═════ SELECTED TEXT ═════

Once again, it’s New Year’s health resolutions time. Unfortunately, most of us end up quitting them by February or March. How can you stop that from happening to you? Do away with New Year’s health resolutions altogether!
Instead, commit to a complete lifestyle change. Follow these New Year health tips to start changing your life today, one step at a time.
That’s the first (and often the hardest) step. You’ll need to set aside time to do this. Write down your priorities and choose the ones to focus on during the busy holiday season. Seeing them in writing can help you stick to realistic expectations. Next, break them down into manageable steps. Assign a budget and time for each step. Stick to your plan.
Aim for at least 150 minutes a week of moderate-intensity activities like brisk walking. For many, that’s 30 minutes, five to six times a week — but you can break it up into 10-minute increments and spread it out more. Hint: Whenever you shop, start by taking a brisk 10-minute walk in the store or mall. Then you’ll know where to find things when you start shopping.
Celebrations bring us together. Whether it’s a family reunion or a company holiday party, socializing can help us relate to each other better — and that’s healthy. You can join in the celebrations of the season or create your own. Keep it simple or go all out. So what will you celebrate today? Maybe the completion of your planning session?

═════ DATA LISTING ═════

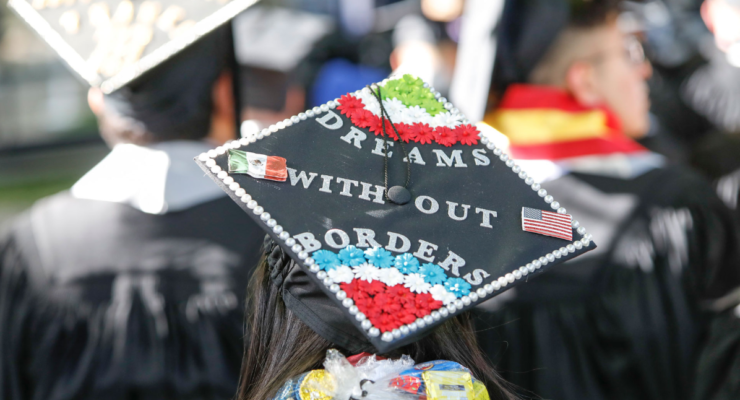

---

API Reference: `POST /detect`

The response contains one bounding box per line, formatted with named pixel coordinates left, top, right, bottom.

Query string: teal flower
left=311, top=250, right=342, bottom=271
left=365, top=247, right=394, bottom=268
left=339, top=245, right=365, bottom=267
left=419, top=263, right=447, bottom=285
left=445, top=278, right=471, bottom=299
left=395, top=253, right=419, bottom=274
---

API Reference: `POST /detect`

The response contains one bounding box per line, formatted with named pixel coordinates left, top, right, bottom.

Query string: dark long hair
left=237, top=256, right=516, bottom=400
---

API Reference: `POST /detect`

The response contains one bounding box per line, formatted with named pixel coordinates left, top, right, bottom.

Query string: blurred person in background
left=684, top=0, right=740, bottom=399
left=684, top=0, right=740, bottom=221
left=0, top=13, right=263, bottom=400
left=477, top=0, right=740, bottom=400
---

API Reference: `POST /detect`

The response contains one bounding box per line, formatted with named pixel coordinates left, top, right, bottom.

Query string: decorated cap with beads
left=8, top=0, right=258, bottom=93
left=196, top=75, right=595, bottom=352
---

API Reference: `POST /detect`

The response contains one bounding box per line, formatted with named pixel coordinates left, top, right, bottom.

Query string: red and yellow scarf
left=485, top=84, right=646, bottom=160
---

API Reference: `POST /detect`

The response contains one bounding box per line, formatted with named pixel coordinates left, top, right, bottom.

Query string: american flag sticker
left=522, top=207, right=573, bottom=241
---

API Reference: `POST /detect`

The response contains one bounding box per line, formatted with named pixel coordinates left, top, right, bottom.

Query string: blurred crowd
left=0, top=0, right=740, bottom=400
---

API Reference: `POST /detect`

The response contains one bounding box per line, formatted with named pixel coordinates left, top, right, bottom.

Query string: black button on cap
left=388, top=186, right=411, bottom=205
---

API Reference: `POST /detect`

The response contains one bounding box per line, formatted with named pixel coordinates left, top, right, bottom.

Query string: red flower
left=373, top=293, right=391, bottom=307
left=410, top=122, right=434, bottom=144
left=396, top=122, right=416, bottom=143
left=455, top=124, right=480, bottom=146
left=352, top=297, right=373, bottom=314
left=398, top=312, right=417, bottom=324
left=378, top=313, right=403, bottom=332
left=357, top=302, right=383, bottom=318
left=350, top=108, right=378, bottom=128
left=368, top=117, right=396, bottom=140
left=337, top=94, right=365, bottom=117
left=434, top=126, right=457, bottom=147
left=367, top=115, right=383, bottom=136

═════

= EXERCISE DIRECTIONS =
Could you print the full New Year health tips text from above, word for word?

= SOLUTION TO THE PROBLEM =
Once again, it’s New Year’s health resolutions time. Unfortunately, most of us end up quitting them by February or March. How can you stop that from happening to you? Do away with New Year’s health resolutions altogether!
Instead, commit to a complete lifestyle change. Follow these New Year health tips to start changing your life today, one step at a time.
That’s the first (and often the hardest) step. You’ll need to set aside time to do this. Write down your priorities and choose the ones to focus on during the busy holiday season. Seeing them in writing can help you stick to realistic expectations. Next, break them down into manageable steps. Assign a budget and time for each step. Stick to your plan.
Aim for at least 150 minutes a week of moderate-intensity activities like brisk walking. For many, that’s 30 minutes, five to six times a week — but you can break it up into 10-minute increments and spread it out more. Hint: Whenever you shop, start by taking a brisk 10-minute walk in the store or mall. Then you’ll know where to find things when you start shopping.
Celebrations bring us together. Whether it’s a family reunion or a company holiday party, socializing can help us relate to each other better — and that’s healthy. You can join in the celebrations of the season or create your own. Keep it simple or go all out. So what will you celebrate today? Maybe the completion of your planning session?